### PROBLEM REQUIREMENTS:
Please rewrite everything in the records from the line containing "of the dormer" down to the end, shifting every x and y coordinate up by 47 and keeping all other text unchanged.

(Some records)
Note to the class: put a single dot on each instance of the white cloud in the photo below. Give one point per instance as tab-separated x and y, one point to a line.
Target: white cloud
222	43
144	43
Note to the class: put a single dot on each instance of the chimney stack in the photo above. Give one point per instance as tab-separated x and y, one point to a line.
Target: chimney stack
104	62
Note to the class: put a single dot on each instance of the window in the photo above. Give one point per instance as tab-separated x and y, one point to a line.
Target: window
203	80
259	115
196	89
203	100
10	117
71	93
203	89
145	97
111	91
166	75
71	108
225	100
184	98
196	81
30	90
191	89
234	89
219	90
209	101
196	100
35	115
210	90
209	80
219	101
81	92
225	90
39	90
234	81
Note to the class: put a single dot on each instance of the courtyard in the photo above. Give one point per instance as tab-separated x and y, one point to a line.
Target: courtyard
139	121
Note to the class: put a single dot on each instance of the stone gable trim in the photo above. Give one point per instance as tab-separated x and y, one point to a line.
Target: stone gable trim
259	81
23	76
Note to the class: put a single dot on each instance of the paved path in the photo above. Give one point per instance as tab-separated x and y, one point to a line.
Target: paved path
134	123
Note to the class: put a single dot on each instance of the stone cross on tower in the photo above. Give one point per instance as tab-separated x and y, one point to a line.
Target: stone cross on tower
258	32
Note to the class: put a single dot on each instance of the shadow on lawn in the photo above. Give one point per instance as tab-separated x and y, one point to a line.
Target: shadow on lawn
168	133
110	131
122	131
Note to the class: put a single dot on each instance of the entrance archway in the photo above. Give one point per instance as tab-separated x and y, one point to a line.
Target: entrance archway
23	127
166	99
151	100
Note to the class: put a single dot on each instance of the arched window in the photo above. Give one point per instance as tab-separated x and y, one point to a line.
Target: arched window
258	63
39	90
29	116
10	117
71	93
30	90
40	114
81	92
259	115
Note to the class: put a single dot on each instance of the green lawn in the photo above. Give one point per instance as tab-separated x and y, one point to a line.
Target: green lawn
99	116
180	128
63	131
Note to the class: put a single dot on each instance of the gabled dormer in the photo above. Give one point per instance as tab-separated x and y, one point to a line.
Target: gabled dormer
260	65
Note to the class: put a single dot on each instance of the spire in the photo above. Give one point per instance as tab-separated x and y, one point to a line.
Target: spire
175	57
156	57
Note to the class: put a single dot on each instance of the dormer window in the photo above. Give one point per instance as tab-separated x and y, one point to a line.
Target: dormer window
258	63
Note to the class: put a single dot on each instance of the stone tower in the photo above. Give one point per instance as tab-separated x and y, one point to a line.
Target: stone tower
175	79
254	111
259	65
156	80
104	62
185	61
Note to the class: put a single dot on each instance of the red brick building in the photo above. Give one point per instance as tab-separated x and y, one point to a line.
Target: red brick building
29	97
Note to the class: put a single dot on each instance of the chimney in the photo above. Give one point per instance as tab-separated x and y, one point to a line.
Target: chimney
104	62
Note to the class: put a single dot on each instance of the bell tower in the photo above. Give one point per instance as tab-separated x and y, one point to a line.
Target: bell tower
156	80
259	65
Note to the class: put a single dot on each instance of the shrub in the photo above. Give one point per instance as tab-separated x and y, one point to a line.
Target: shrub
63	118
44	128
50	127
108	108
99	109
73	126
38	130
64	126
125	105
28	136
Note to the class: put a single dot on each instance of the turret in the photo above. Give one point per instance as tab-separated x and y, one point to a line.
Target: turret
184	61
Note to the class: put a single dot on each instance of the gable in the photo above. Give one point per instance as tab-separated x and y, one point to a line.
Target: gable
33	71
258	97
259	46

### THE REPLY:
Note to the class: put a single dot on each instance of the dormer window in the photo above. Give one point per instance as tab-separated x and y, one point to a line.
Target: dormer window
305	110
Note to the class: put a single dot on each instance of the stone tower in the photo above. Give one point per instance as tab-separated x and y, one point to a line.
Target: stone tower
222	126
301	158
306	112
203	127
151	109
232	108
Note to the class: put a single dot on each instance of the red brick building in the photo above. Give one point per instance as tab-separated x and y, one point to a line.
Target: red brick building
76	144
Note to the class: put a single dot on each instance of the chimney in the photo above. Give one point per instance as tab-separated x and y, one point to a line.
Target: chimney
151	109
Note to the class: put a single dot on each instance of the bell tower in the photo above. Give one point per instance as tab-separated x and y, one point to a line.
Target: bell tower
203	127
306	112
Note to the class: put a single dot on each instance of the shrub in the photo above. Give one point per instance as tab-separated x and y, one point to a line.
Target: shrub
110	165
91	175
97	174
155	155
146	156
120	173
85	177
111	173
172	152
75	183
Note to the class: put a single dot on each instance of the turret in the photo above. Give one point per instance as tab-separated x and y, one point to a line.
Target: turret
231	108
Note to the class: put a single dot on each instance of the gable in the photo above. Give one point per instance as tab-separated x and y, one point to a line.
Target: gable
80	118
305	144
306	93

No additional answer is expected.